::: EXCERPTED DATA :::

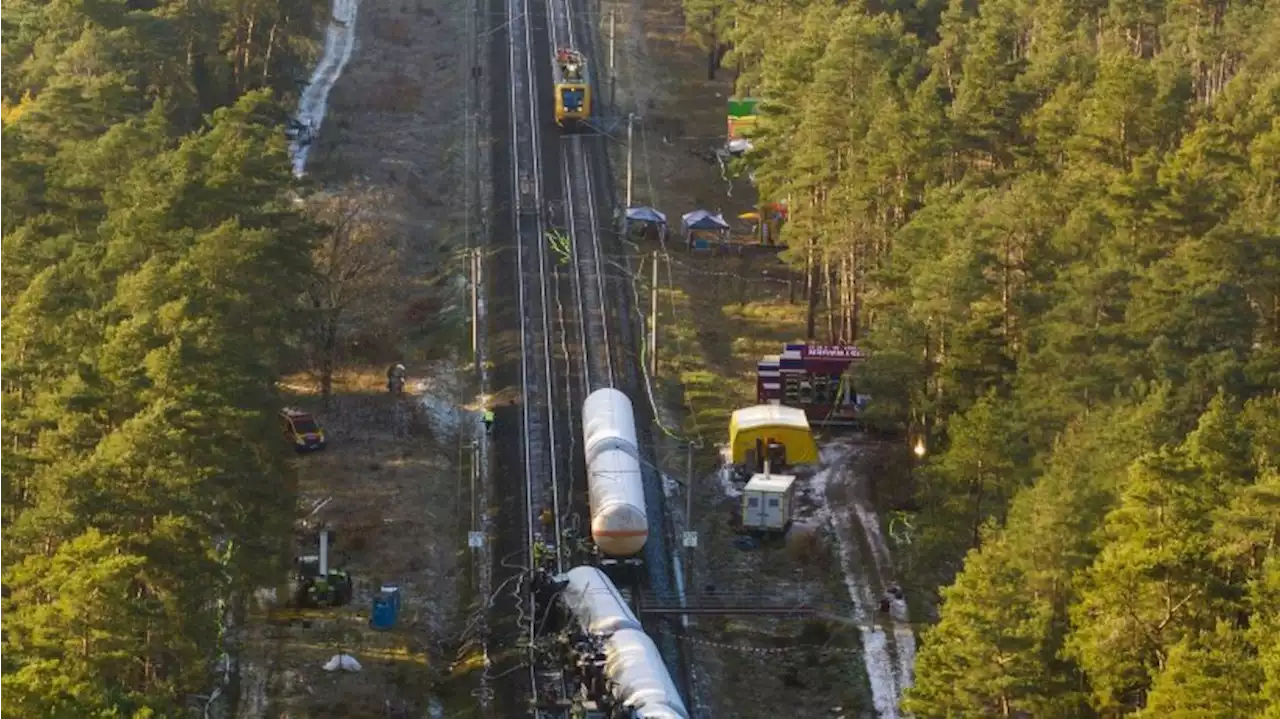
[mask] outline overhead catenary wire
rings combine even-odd
[[[624,52],[622,55],[624,59],[627,59],[627,60],[634,59],[631,53]],[[626,66],[628,86],[636,87],[633,63],[628,61],[623,64]],[[643,163],[644,163],[645,188],[648,190],[648,193],[649,193],[648,194],[649,203],[657,204],[658,193],[654,190],[654,187],[653,187],[652,162],[650,161],[650,158],[649,158],[649,149],[648,149],[647,140],[645,139],[645,129],[644,129],[643,121],[640,123],[640,143],[642,147],[641,159],[643,160]],[[625,208],[624,208],[624,212],[625,212]],[[640,278],[638,276],[639,273],[632,273],[627,271],[626,269],[624,269],[623,272],[624,272],[624,275],[630,275],[631,277],[631,292],[635,300],[632,303],[632,306],[635,308],[636,317],[640,320],[640,323],[643,326],[644,311],[641,309],[642,304],[640,302],[640,290],[639,290],[639,284],[638,284],[640,281]],[[641,333],[641,338],[639,339],[641,361],[638,364],[639,364],[640,375],[644,380],[645,395],[649,401],[649,407],[653,411],[654,424],[657,425],[658,429],[668,437],[671,437],[672,439],[675,439],[679,442],[693,444],[694,443],[693,439],[684,436],[682,433],[678,431],[672,430],[670,427],[666,425],[665,422],[662,421],[662,411],[658,406],[657,398],[654,396],[653,377],[651,377],[649,374],[648,362],[647,362],[648,353],[654,351],[654,348],[648,346],[648,342],[643,335],[644,333]],[[686,402],[686,406],[687,405],[688,403]],[[692,408],[690,408],[690,410],[692,412]],[[703,444],[702,439],[699,437],[697,440],[697,444],[695,446],[701,447],[702,444]]]

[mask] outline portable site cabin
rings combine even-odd
[[[742,488],[742,528],[785,532],[795,507],[796,478],[789,474],[757,474]]]
[[[749,472],[816,464],[818,445],[804,410],[777,404],[743,407],[729,420],[733,464]]]

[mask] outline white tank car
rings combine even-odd
[[[568,582],[560,599],[587,634],[608,636],[619,629],[641,628],[618,588],[599,569],[575,567],[558,579]]]
[[[567,582],[560,598],[578,626],[605,639],[604,672],[614,697],[641,719],[689,719],[662,655],[609,577],[584,566],[556,579]]]
[[[630,557],[649,538],[644,480],[631,400],[616,389],[592,392],[582,403],[591,538],[609,557]]]
[[[631,400],[616,389],[598,389],[582,403],[583,451],[587,464],[606,449],[621,449],[639,458],[636,413]]]
[[[619,629],[605,642],[605,676],[613,695],[643,719],[689,719],[680,692],[649,635]]]

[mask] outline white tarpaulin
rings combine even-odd
[[[324,663],[326,672],[336,672],[341,669],[344,672],[360,671],[360,662],[350,654],[334,654],[329,661]]]

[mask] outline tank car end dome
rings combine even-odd
[[[629,557],[649,539],[649,520],[631,504],[606,505],[591,520],[591,537],[608,556]]]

:::

Without the pictures, give the entries above back exactly.

[mask] outline overhead catenary wire
rings combine even-odd
[[[624,52],[622,55],[624,59],[627,59],[627,60],[634,59],[631,53]],[[626,66],[628,86],[636,87],[633,63],[628,61],[623,64]],[[643,163],[644,163],[645,188],[648,190],[648,193],[649,193],[648,194],[649,203],[657,204],[658,193],[654,190],[654,187],[653,187],[652,162],[650,161],[650,158],[649,158],[649,149],[648,149],[647,140],[645,139],[645,129],[644,129],[643,121],[640,123],[640,143],[642,147],[641,159],[643,160]],[[625,208],[624,208],[624,212],[625,212]],[[640,278],[638,276],[639,273],[632,273],[627,271],[626,269],[624,269],[623,272],[624,272],[624,275],[630,275],[631,277],[631,292],[635,300],[632,303],[632,306],[635,308],[636,317],[640,320],[640,323],[643,326],[644,311],[641,309],[642,304],[640,302],[640,290],[639,290],[639,284],[638,284],[640,281]],[[641,333],[641,338],[639,339],[641,361],[638,364],[639,364],[640,375],[644,380],[645,395],[649,401],[649,407],[653,411],[654,424],[657,425],[658,429],[668,437],[671,437],[672,439],[675,439],[679,442],[693,444],[694,443],[693,439],[684,436],[682,433],[678,431],[672,430],[670,427],[666,425],[665,422],[662,421],[662,411],[658,406],[657,398],[654,396],[653,377],[651,377],[649,374],[648,362],[647,362],[648,353],[654,351],[654,348],[648,346],[648,342],[643,335],[644,333]],[[686,402],[686,406],[687,405],[688,403]],[[692,408],[690,408],[690,410],[692,412]],[[703,444],[702,439],[699,437],[697,440],[697,444],[695,446],[701,447],[702,444]]]

[mask] outline portable site cabin
rings combine even-odd
[[[742,488],[742,528],[785,532],[795,507],[796,478],[789,474],[757,474]]]
[[[749,472],[816,464],[818,445],[804,410],[777,404],[743,407],[729,420],[733,464]]]

[mask] outline white tank car
rings combine even-odd
[[[568,582],[560,599],[587,634],[608,636],[619,629],[641,628],[618,588],[599,569],[575,567],[558,579]]]
[[[567,582],[560,598],[578,626],[605,639],[604,672],[614,697],[641,719],[689,719],[662,655],[609,577],[584,566],[556,579]]]
[[[630,557],[649,538],[644,480],[631,400],[616,389],[592,392],[582,403],[591,538],[609,557]]]
[[[631,400],[616,389],[598,389],[582,403],[583,451],[587,464],[606,449],[621,449],[639,458],[636,413]]]
[[[619,629],[605,642],[605,676],[613,695],[643,719],[689,719],[680,692],[649,635]]]

[mask] outline white tarpaulin
rings combine even-odd
[[[324,663],[326,672],[336,672],[341,669],[344,672],[360,671],[360,662],[350,654],[334,654],[329,661]]]

[mask] outline tank car end dome
rings combine even-odd
[[[629,557],[649,539],[649,520],[631,504],[606,505],[591,520],[591,537],[608,556]]]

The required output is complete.